* EXERCISE AIM:
For the word "pole", count the lines in the records below that include it and give only that number.

★ ★ ★ ★ ★

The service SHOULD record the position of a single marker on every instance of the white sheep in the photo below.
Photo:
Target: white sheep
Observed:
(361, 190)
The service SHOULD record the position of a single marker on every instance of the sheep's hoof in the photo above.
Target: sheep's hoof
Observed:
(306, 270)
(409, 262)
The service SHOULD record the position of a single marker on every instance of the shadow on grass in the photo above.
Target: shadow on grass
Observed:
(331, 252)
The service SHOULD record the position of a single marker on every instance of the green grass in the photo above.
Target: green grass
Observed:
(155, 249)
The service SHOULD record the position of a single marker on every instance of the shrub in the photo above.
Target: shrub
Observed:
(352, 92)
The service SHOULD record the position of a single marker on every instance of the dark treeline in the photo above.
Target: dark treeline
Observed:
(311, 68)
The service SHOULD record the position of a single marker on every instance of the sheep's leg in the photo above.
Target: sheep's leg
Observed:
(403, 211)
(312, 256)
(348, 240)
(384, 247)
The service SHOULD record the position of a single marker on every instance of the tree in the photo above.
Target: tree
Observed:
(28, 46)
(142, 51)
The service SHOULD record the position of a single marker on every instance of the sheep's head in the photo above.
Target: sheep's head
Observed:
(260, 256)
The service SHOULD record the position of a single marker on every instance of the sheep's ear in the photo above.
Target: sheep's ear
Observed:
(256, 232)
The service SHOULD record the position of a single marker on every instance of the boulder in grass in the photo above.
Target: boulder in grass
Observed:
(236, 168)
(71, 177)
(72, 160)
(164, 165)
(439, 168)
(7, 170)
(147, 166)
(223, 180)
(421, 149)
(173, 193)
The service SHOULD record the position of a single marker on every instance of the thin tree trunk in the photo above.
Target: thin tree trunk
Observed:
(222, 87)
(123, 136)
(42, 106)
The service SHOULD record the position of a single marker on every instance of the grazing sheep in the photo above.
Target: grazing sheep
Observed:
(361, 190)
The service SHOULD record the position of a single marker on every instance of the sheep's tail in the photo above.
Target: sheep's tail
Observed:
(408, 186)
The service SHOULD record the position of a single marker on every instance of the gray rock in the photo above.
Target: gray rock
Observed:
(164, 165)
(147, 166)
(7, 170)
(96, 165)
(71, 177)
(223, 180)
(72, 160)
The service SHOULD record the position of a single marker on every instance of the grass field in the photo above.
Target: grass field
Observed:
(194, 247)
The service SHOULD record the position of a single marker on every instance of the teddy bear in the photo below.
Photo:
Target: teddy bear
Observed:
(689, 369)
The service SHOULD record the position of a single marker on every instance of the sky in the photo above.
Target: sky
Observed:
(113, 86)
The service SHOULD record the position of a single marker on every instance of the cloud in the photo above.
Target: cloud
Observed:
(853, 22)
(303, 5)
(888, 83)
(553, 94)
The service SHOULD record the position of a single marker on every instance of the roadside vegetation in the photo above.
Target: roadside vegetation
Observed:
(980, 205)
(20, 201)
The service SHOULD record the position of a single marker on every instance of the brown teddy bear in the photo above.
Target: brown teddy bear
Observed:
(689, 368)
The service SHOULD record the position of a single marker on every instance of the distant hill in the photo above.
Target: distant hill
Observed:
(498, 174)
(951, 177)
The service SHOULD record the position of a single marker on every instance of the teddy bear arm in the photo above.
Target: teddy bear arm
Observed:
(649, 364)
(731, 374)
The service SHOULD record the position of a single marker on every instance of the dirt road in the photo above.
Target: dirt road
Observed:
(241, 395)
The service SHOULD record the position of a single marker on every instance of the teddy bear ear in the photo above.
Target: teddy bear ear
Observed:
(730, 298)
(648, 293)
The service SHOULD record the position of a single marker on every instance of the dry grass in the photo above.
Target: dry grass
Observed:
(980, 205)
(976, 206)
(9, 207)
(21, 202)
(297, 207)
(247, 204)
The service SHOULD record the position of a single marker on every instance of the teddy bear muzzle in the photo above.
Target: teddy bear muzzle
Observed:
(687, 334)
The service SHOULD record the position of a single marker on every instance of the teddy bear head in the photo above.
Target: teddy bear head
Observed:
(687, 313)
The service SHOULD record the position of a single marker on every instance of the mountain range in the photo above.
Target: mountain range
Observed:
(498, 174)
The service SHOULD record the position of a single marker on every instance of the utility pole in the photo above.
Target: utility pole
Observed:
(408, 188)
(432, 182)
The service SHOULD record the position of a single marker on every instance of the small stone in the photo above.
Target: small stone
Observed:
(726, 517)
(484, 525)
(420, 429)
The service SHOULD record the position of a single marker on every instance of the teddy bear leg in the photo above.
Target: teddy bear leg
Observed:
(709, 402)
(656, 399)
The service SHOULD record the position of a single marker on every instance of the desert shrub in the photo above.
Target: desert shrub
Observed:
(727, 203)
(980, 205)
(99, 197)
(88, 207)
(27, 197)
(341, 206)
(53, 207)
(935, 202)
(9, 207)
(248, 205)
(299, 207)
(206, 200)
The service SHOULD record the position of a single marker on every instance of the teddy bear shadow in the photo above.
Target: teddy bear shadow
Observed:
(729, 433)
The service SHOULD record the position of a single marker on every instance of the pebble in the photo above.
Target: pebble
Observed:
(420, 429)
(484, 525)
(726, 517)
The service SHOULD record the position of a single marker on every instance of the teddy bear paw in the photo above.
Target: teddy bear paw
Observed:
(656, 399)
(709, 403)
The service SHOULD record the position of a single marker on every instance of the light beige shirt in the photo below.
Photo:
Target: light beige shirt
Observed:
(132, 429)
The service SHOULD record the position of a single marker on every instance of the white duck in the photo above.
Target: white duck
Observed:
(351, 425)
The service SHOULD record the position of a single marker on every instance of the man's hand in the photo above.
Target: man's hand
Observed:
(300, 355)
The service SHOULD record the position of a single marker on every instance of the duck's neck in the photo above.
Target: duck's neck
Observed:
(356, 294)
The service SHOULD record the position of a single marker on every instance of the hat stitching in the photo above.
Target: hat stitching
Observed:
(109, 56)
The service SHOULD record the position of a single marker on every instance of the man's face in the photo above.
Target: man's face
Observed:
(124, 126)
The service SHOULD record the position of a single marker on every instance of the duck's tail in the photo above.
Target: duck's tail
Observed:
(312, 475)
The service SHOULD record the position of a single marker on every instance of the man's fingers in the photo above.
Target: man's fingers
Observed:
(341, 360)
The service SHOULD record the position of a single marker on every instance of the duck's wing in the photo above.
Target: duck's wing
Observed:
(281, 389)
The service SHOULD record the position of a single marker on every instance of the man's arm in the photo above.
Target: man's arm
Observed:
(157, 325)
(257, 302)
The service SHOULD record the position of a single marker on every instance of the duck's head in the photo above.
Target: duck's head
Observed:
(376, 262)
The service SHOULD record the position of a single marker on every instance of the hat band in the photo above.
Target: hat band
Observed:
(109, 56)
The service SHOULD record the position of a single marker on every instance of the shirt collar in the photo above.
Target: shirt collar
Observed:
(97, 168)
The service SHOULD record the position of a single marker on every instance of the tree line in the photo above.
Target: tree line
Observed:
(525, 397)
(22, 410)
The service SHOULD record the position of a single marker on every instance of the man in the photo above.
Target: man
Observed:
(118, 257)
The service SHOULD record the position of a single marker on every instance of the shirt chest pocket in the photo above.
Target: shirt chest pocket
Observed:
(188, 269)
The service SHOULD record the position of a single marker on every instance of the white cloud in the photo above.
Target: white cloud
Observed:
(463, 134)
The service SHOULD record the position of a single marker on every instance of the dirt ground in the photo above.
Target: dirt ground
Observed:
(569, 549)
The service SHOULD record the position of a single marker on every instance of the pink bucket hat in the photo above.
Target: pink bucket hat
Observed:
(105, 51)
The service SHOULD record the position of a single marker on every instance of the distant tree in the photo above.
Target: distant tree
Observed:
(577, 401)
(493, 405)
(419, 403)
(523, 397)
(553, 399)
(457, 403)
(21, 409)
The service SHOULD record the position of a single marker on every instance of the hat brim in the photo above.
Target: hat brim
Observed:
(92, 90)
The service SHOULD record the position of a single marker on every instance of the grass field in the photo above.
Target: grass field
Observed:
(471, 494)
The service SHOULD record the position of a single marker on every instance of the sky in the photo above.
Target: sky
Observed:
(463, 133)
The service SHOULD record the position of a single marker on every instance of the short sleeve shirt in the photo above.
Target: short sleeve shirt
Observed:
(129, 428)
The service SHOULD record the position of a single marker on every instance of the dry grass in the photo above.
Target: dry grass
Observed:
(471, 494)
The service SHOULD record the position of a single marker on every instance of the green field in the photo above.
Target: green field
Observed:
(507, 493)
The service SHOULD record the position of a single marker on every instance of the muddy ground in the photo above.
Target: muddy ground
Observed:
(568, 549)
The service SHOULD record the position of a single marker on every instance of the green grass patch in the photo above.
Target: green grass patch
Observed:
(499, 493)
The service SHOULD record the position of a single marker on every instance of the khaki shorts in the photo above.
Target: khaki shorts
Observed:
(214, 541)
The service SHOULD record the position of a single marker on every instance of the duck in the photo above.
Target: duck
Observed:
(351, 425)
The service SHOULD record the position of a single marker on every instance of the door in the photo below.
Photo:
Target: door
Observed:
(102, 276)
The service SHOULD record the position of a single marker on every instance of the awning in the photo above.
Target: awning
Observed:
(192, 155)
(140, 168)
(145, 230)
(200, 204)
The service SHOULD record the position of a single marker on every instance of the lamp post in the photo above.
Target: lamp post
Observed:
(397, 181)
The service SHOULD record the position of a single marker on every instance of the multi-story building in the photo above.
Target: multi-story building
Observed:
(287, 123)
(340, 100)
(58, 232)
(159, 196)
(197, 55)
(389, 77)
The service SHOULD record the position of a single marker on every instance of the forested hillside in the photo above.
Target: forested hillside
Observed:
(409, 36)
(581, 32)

★ ★ ★ ★ ★

* TASK ANSWER:
2